____ Text segment

Readers can refer to the author's other article:
https://www.cnblogs.com/whuanle/p/14141213.html#3
Output to the console:
Trace.Listeners.Add(new TextWriterTraceListener(Console.Out));
Debug.WriteLine("Information");
Tracing
Tracing helps developers quickly identify performance bottlenecks in distributed application architectures, improving diagnosis efficiency in the era of microservices.
OpenTracing
The aforementioned Trace and Debug are APIs provided in .NET Core for developers to diagnose programs and output information, while tracing refers to the tracing function in the OpenTracing API.
Traditional logging has significant drawbacks, as it involves recording a log for each method. It's challenging to connect multiple methods called during a workflow. When an exception occurs in a method, it is difficult to know which task process failed, and we can only see which method encountered an error and its caller.
In OpenTracing, a Trace is a directed acyclic graph having Spans. A Span represents a logical representation of completing some work within an application, and each Span has the following properties:
- Operation Name
- Start Time
- End Time
To clarify what Trace and Span are, and what OpenTracing encompasses, please introduce OpenTracing from NuGet.
.
Implementing the Hello Class
public class Hello
{
private readonly ITracer _tracer;
private readonly ILogger<Hello> _logger;
public Hello(ITracer tracer, ILoggerFactory loggerFactory)
{
_tracer = tracer;
_logger = loggerFactory.CreateLogger<Hello>();
}
public void SayHello(string content)
{
// Create and start a Span
var spanBuilder = _tracer.BuildSpan("say-hello");
// -------------------------------
var span = spanBuilder.Start(); // |
var str = $"Hello,{content}"; // |
_logger.LogInformation(str); // |
span.Finish(); // |
// ---------------------------------
}
}
Starting the Program and Initiating Trace
static void Main(string[] args)

________
____ Extracted information

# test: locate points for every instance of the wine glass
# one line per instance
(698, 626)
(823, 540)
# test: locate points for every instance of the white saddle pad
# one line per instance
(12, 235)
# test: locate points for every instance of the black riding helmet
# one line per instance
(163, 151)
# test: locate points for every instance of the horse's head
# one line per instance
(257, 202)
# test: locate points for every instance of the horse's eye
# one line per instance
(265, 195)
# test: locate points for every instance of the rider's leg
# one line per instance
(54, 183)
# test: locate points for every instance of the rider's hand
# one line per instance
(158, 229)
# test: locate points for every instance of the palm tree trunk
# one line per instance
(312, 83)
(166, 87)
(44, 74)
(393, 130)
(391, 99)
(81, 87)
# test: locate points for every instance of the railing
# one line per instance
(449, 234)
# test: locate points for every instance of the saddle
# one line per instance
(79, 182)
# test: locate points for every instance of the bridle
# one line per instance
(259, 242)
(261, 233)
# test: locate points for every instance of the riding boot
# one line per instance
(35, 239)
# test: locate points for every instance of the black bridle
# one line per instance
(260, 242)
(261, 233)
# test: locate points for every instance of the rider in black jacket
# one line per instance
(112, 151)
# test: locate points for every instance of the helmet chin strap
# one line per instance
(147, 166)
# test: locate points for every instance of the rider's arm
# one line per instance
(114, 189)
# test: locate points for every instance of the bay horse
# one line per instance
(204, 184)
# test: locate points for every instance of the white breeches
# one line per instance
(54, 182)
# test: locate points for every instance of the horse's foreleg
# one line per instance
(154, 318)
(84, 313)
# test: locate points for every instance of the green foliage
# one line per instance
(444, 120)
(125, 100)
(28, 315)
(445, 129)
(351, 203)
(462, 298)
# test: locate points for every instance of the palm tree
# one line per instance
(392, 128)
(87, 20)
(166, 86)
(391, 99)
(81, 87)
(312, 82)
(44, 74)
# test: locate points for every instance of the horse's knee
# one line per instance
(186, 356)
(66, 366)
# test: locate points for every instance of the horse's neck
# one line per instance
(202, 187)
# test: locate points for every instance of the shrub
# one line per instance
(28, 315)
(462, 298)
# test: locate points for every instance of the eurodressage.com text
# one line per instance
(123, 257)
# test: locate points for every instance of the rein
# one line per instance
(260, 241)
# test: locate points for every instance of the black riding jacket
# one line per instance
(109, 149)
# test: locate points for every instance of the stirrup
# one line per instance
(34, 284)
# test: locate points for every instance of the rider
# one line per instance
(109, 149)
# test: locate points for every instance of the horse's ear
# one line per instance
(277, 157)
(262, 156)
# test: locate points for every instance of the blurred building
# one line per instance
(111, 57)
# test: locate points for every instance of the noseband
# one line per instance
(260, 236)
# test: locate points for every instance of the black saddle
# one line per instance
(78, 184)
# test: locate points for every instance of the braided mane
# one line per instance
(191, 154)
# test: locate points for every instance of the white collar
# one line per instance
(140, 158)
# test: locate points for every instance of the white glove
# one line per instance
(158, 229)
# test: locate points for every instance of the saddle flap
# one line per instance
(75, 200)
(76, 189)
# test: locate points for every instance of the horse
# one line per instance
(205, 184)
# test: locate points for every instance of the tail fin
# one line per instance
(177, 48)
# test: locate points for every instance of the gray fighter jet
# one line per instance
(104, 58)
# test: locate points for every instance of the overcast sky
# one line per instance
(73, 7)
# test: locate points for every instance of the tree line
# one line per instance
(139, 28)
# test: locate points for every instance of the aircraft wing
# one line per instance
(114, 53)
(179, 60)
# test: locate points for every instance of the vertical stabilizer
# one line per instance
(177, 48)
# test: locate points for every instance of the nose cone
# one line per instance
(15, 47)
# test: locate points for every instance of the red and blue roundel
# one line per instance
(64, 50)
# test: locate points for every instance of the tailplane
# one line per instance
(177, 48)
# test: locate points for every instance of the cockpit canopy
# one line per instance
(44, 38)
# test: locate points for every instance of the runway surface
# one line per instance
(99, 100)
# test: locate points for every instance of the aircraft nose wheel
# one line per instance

________

What you will do:
[A] Can you return the stretch of the OpenTracing text from "Traditional logging has" through "and its caller.", copied word for word?
[B] How would you restate the paragraph of the OpenTracing text that opens with "Traditional logging has significant drawbacks" more briefly while keeping its main facts?

Solutions per task:
[A]
Traditional logging has significant drawbacks, as it involves recording a log for each method. It's challenging to connect multiple methods called during a workflow. When an exception occurs in a method, it is difficult to know which task process failed, and we can only see which method encountered an error and its caller.

[B] Traditional logging records a log for each method, so it is hard to link the methods called in one workflow. When a method throws an exception, only that method and its caller are visible. It is hard to tell which task process failed.